# Exercise material:
----------

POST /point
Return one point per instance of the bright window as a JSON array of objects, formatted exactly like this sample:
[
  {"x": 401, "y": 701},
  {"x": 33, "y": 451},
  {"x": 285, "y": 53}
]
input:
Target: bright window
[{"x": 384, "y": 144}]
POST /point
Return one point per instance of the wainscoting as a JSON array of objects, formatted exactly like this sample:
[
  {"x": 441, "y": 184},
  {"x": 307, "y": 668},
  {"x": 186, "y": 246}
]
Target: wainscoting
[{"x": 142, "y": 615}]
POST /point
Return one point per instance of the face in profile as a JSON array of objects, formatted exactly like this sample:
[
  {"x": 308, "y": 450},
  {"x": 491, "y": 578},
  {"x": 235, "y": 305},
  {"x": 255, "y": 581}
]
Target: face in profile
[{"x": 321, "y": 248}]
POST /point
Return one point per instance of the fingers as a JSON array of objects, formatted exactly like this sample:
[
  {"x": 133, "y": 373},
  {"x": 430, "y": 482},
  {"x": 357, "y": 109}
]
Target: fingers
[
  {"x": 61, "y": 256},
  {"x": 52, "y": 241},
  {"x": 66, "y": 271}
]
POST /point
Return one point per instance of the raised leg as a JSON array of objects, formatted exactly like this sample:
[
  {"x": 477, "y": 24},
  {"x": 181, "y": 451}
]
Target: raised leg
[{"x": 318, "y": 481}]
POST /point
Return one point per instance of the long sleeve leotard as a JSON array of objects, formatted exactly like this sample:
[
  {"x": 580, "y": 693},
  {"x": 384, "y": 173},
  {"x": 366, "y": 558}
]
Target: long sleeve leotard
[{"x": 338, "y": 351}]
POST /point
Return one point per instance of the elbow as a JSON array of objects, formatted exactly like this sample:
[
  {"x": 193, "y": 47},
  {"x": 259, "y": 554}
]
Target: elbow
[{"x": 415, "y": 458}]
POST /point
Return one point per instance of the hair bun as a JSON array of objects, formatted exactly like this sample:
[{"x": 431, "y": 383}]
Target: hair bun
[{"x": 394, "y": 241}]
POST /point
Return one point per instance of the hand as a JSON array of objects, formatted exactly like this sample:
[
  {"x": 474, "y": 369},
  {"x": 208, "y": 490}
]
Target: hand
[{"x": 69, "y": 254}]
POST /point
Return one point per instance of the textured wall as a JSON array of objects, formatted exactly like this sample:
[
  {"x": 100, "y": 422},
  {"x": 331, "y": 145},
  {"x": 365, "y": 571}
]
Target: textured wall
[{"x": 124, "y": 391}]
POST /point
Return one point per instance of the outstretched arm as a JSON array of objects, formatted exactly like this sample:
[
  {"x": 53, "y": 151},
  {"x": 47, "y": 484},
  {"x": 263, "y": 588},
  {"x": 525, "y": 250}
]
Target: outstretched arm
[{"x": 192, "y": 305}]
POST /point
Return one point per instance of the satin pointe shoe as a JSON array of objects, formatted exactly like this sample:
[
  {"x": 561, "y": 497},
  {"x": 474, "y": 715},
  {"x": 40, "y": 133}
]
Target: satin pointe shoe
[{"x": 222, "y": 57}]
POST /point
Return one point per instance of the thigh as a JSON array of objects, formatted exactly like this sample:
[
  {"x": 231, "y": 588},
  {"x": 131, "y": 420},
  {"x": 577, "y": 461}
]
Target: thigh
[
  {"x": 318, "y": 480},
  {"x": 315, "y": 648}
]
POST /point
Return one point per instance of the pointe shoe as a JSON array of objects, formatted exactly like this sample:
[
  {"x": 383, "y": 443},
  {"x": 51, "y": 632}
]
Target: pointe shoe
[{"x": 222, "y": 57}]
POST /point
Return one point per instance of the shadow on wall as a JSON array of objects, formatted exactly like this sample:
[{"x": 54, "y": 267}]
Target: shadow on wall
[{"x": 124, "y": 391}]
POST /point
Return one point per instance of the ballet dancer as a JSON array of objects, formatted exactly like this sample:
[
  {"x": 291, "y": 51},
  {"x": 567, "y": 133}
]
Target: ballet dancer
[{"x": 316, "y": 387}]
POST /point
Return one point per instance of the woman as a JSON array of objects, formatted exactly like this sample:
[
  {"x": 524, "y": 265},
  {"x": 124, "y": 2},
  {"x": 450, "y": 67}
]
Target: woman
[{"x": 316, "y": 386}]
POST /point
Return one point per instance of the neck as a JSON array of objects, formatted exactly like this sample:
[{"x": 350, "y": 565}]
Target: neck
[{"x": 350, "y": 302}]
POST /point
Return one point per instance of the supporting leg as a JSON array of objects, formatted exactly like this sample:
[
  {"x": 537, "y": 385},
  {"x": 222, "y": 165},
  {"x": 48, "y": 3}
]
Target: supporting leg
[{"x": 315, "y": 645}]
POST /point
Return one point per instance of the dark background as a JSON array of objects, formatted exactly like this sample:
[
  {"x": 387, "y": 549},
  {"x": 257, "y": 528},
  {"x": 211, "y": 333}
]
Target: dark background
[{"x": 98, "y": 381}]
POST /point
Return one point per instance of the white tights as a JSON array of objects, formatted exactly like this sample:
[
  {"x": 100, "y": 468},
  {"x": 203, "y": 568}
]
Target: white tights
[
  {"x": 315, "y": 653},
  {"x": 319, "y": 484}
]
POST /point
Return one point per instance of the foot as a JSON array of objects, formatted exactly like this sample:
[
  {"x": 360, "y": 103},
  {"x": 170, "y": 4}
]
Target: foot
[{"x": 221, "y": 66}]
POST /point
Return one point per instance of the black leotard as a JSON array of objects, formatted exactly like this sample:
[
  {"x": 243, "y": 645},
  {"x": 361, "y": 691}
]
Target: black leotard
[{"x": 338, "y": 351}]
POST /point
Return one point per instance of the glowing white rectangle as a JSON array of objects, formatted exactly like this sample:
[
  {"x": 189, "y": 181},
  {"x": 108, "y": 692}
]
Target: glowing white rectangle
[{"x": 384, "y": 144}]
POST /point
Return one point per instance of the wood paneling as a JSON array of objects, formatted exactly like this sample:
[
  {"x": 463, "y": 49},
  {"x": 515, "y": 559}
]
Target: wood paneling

----------

# The task:
Transcribe each record above exactly. Skip none.

# Solution for this task:
POST /point
Return one point per instance of the bright window as a JSON array of objects, formatted exactly like this sample:
[
  {"x": 401, "y": 701},
  {"x": 33, "y": 451},
  {"x": 285, "y": 53}
]
input:
Target: bright window
[{"x": 384, "y": 144}]
POST /point
Return one point per instance of the wainscoting as a JSON array of objects, formatted exactly like this sample:
[
  {"x": 441, "y": 184},
  {"x": 307, "y": 668},
  {"x": 186, "y": 246}
]
Target: wainscoting
[{"x": 142, "y": 615}]
POST /point
Return one point per instance of the face in profile as a JSON array of objects, formatted exactly like this sample:
[
  {"x": 308, "y": 450},
  {"x": 491, "y": 578},
  {"x": 235, "y": 305},
  {"x": 255, "y": 581}
]
Target: face in profile
[{"x": 321, "y": 248}]
POST /point
Return one point per instance of the fingers as a JSON array of objects, formatted exactly like this sample:
[
  {"x": 133, "y": 373},
  {"x": 430, "y": 482},
  {"x": 357, "y": 109}
]
Target: fingers
[
  {"x": 61, "y": 256},
  {"x": 52, "y": 241},
  {"x": 66, "y": 271}
]
POST /point
Return one point per instance of the raised leg as a JSON array of objects, formatted exactly like this sample:
[
  {"x": 477, "y": 24},
  {"x": 181, "y": 451}
]
Target: raised leg
[{"x": 318, "y": 481}]
POST /point
Return one point per instance of the long sleeve leotard as a JSON array of objects, formatted exactly like this sample:
[
  {"x": 580, "y": 693},
  {"x": 384, "y": 173},
  {"x": 366, "y": 558}
]
Target: long sleeve leotard
[{"x": 338, "y": 351}]
POST /point
Return one point per instance of the elbow as a JSON array of objects, formatted exactly like this sample:
[
  {"x": 193, "y": 47},
  {"x": 259, "y": 554}
]
Target: elbow
[{"x": 415, "y": 458}]
POST /point
Return one point per instance of the hair bun as a JSON array of objects, formatted exactly like this sample:
[{"x": 431, "y": 383}]
Target: hair bun
[{"x": 394, "y": 241}]
POST /point
Return one point per instance of the hand as a JSON array of objects, formatted exactly like this sample:
[
  {"x": 474, "y": 369},
  {"x": 208, "y": 490}
]
Target: hand
[{"x": 69, "y": 254}]
POST /point
Return one point per instance of the textured wall as a JSON array of objects, formatted exactly like this sample:
[
  {"x": 100, "y": 422},
  {"x": 331, "y": 145},
  {"x": 365, "y": 571}
]
Target: textured wall
[{"x": 124, "y": 391}]
POST /point
Return one point per instance of the outstretched arm as a JSON array of objects, formatted exactly like this sample:
[
  {"x": 53, "y": 151},
  {"x": 47, "y": 484},
  {"x": 263, "y": 588},
  {"x": 525, "y": 250}
]
Target: outstretched arm
[{"x": 192, "y": 305}]
POST /point
Return one point per instance of the satin pointe shoe as a JSON array of objects, formatted exactly like this sample:
[
  {"x": 561, "y": 497},
  {"x": 474, "y": 715},
  {"x": 40, "y": 133}
]
Target: satin pointe shoe
[{"x": 222, "y": 57}]
POST /point
Return one point per instance of the thigh as a JSON array of objects, formatted exactly like this sample:
[
  {"x": 231, "y": 588},
  {"x": 131, "y": 420},
  {"x": 577, "y": 461}
]
Target: thigh
[
  {"x": 318, "y": 480},
  {"x": 315, "y": 648}
]
POST /point
Return one point per instance of the pointe shoe as a JSON array of objects, formatted exactly like this sample:
[
  {"x": 383, "y": 443},
  {"x": 51, "y": 632}
]
Target: pointe shoe
[{"x": 222, "y": 57}]
POST /point
Return one point per instance of the shadow on wall as a JSON array of objects, formatted exactly like this sample:
[{"x": 54, "y": 267}]
Target: shadow on wall
[{"x": 124, "y": 391}]
POST /point
Return one point per instance of the ballet dancer as a JSON array of objects, formatted exactly like this sample:
[
  {"x": 291, "y": 51},
  {"x": 567, "y": 133}
]
Target: ballet dancer
[{"x": 316, "y": 387}]
POST /point
Return one point per instance of the woman as a JSON array of objects, formatted exactly like this sample:
[
  {"x": 524, "y": 265},
  {"x": 124, "y": 2},
  {"x": 450, "y": 67}
]
Target: woman
[{"x": 316, "y": 386}]
POST /point
Return one point per instance of the neck as a JSON array of objects, formatted exactly like this sample:
[{"x": 350, "y": 565}]
Target: neck
[{"x": 350, "y": 302}]
POST /point
Return one point per instance of the supporting leg as a JSON array of objects, formatted exactly like this sample:
[
  {"x": 537, "y": 385},
  {"x": 222, "y": 165},
  {"x": 48, "y": 3}
]
Target: supporting leg
[{"x": 315, "y": 645}]
POST /point
Return one point per instance of the dark background as a JSON array of objects, formatted exactly like this sample:
[
  {"x": 387, "y": 549},
  {"x": 257, "y": 528},
  {"x": 211, "y": 333}
]
Target: dark background
[{"x": 98, "y": 381}]
POST /point
Return one point per instance of the white tights as a JSON array of objects, formatted exactly like this sample:
[
  {"x": 100, "y": 468},
  {"x": 203, "y": 568}
]
Target: white tights
[
  {"x": 315, "y": 653},
  {"x": 319, "y": 484}
]
POST /point
Return one point per instance of the foot as a JSON array of objects, formatted exactly like this sample:
[
  {"x": 360, "y": 103},
  {"x": 170, "y": 4}
]
Target: foot
[{"x": 221, "y": 66}]
POST /point
Return one point per instance of the black leotard as a JSON array of objects, formatted exactly like this sample:
[
  {"x": 243, "y": 645},
  {"x": 361, "y": 691}
]
Target: black leotard
[{"x": 338, "y": 351}]
POST /point
Return one point per instance of the glowing white rectangle as a JSON array of objects, formatted exactly like this sample:
[
  {"x": 189, "y": 181},
  {"x": 108, "y": 692}
]
Target: glowing white rectangle
[{"x": 384, "y": 144}]
POST /point
Return one point per instance of the wood paneling as a JSON array of objects, formatted exactly like this sample:
[
  {"x": 463, "y": 49},
  {"x": 515, "y": 559}
]
Target: wood paneling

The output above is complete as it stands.